Given text:
[Catalog-sig] Proposal: Move PyPI static data to the cloud for better availability

Tue Jun 15 16:33:45 CEST 2010

On Tue, 15 Jun 2010 09:49:03 pm M.-A. Lemburg wrote:
> As mentioned, I've been working on a proposal text for the cloud
> idea. Here's a first draft. Please have a look and let me know
> whether I've missed any important facts. Thanks.

I think the most important missed fact is, just how unreliable is PyPI 
currently? Does anyone know?

I know there's a number of people complaining that it's down "all the 
time", or even occasionally, but I think that we need to know the 
magnitude of the problem that needs solving. What's the average length 
of time between outages? What's the average length of the outage? Just 
saying that there's been several outages in recent months is awfully 
hand-wavy.

[...]
> Amazon Cloudfront uses S3 as basis for the service, S3 has been
> around for years and has a very stable uptime:
>
> http://www.readwriteweb.com/archives/amazon_s3_exceeds_9999_percent_u
>ptime.php

Is there anyone here who has personal experience with Cloudfront and is 
willing to vouch for it? Or argue against it? We can only go so far 
based on Amazon's marketing material.

One thing that does worry me:

> So in summary we are replacing a single point of failure with N
> points of failure (with N being the number of edge caching servers
> they use).

Data below:
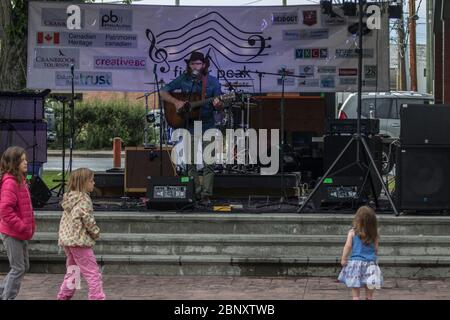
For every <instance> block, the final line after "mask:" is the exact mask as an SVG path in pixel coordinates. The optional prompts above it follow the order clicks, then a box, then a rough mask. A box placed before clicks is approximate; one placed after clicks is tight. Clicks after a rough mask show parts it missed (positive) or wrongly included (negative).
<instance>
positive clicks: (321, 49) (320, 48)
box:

Actions to take:
(A) According to the PyPI post, what does Amazon CloudFront use as the basis for its service?
(B) Write the next part of the PyPI post, picking up right after its last line.
The listing has no connection to the PyPI post.

Expected responses:
(A) It uses S3.

(B)
I don't think this means what you seem to think it means. If you replace 
a single point of failure with N points of failure, your overall 
reliability goes down, not up, since there are now more things to go 
wrong. Assuming that they're independent points of failure, that means 
your total number of failures will increase by a factor of N.

For example, if a single edge server in (say) Australia goes down, 
Amazon might not count it as an outage for the purpose of calculating 
their 99.99% reliability since the system as a whole is still up, but 
conceivably Australian users might see an outage (or at least a 
slow-down). With N servers, I'd expect N times the number of individual 
outages, with Amazon presumably only counting it as "system down" if 
all N servers go down at the same time.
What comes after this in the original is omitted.